#### Extracted entries
——————

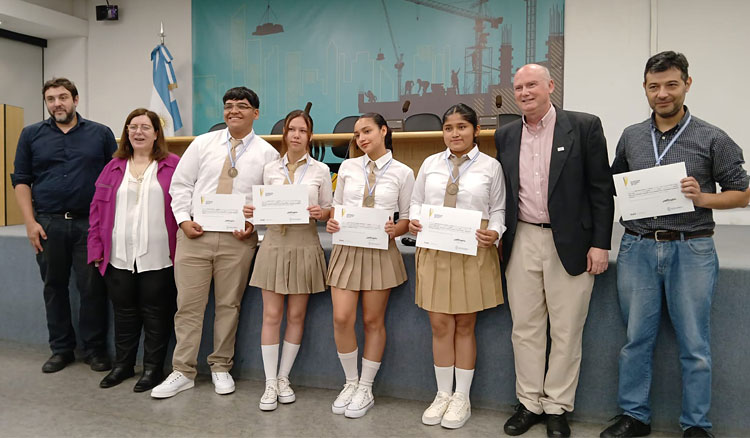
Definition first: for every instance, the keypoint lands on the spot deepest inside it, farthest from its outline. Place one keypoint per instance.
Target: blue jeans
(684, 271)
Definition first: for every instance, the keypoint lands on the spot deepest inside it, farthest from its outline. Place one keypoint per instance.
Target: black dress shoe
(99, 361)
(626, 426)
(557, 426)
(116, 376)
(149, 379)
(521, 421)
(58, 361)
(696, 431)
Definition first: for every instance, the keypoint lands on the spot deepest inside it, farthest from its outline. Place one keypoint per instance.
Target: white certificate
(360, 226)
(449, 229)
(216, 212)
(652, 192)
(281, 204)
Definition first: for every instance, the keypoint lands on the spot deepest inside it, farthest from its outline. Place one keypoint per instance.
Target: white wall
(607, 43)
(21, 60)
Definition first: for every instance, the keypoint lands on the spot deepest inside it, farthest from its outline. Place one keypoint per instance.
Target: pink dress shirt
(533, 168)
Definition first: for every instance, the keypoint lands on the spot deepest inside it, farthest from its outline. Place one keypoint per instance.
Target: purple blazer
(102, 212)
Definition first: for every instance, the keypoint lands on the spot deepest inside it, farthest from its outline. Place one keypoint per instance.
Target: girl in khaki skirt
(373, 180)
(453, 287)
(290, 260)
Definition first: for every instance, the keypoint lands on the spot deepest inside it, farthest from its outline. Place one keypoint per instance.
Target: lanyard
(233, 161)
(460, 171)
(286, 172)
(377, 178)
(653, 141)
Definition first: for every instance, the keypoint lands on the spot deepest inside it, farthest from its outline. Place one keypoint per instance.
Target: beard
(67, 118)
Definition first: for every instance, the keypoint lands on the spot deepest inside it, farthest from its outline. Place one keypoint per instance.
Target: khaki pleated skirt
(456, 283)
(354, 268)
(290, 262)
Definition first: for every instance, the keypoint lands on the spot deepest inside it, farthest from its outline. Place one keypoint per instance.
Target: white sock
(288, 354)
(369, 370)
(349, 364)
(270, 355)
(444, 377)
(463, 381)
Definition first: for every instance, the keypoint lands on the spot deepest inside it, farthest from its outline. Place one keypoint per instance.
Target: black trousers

——————

#### Aim of the task
Give the records again exactly as they stand, so that only the pictures are missing.

#### Output of the exercise
Definition first: for every instance, the keypoint lands on the spot deepest inside it, farthest from its outline. Place one keypoint per instance.
Target: blue jeans
(684, 271)
Definition first: for every instance, the keypoint lands on the spot deepest inside it, farthest from its outline. Place one keypoint per instance.
Target: black dress shoe
(99, 361)
(626, 426)
(557, 426)
(116, 376)
(149, 379)
(521, 421)
(58, 361)
(696, 431)
Definition first: for every instance, the keypoint lands on the spot deepest inside it, farthest from its outline. Place one keypoint per instance.
Target: white certificate
(360, 226)
(449, 229)
(216, 212)
(652, 192)
(281, 204)
Definition first: for every instance, the keypoint lands on the spot deepest inside it, farthest from its outline. Place one keypoint per instance.
Target: white wall
(607, 43)
(21, 60)
Definition first: for every instance, the keypoint lands on the spot deepest inside it, farthest from its outline. Place one keypoint per instance.
Target: pink dress shirt
(533, 168)
Definition first: for every instance, the keypoint lands on the spot deepest inside it, farthest from its outline. Place one keypoint per instance.
Target: purple blazer
(102, 212)
Definition first: for every instance, the keypoint lands on the spot deepest inside it, farthest from its outline. Place one keypoint per instance.
Target: girl in khaki skirt
(373, 180)
(453, 287)
(290, 260)
Definition first: for every instance, the keypoint lands on the spot deepest inside it, farthest from its outline. Place one keypoint per instance.
Target: lanyard
(233, 161)
(460, 171)
(286, 172)
(377, 178)
(653, 141)
Definition first: for every instance, the keypoint lands on the spot deepest inside it, farthest from its outline. Place one keypoint per instance.
Target: beard
(67, 118)
Definition first: for every instance, the keypoint lands on the spot deepest inside it, farthest from its outline. Place one keypoint per instance.
Target: khaki pleated skirt
(456, 283)
(354, 268)
(290, 262)
Definition first: for every instance, the keypoint lands on the spot deepest inside it, farthest from its outline. Place one keypoint per instance.
Target: white sock
(288, 354)
(369, 370)
(349, 364)
(270, 355)
(444, 377)
(463, 381)
Definition first: for every instance, the keypoint lands on the spot deepest inside it, farthest from its outline. Place one keypoint per instance.
Target: black trousers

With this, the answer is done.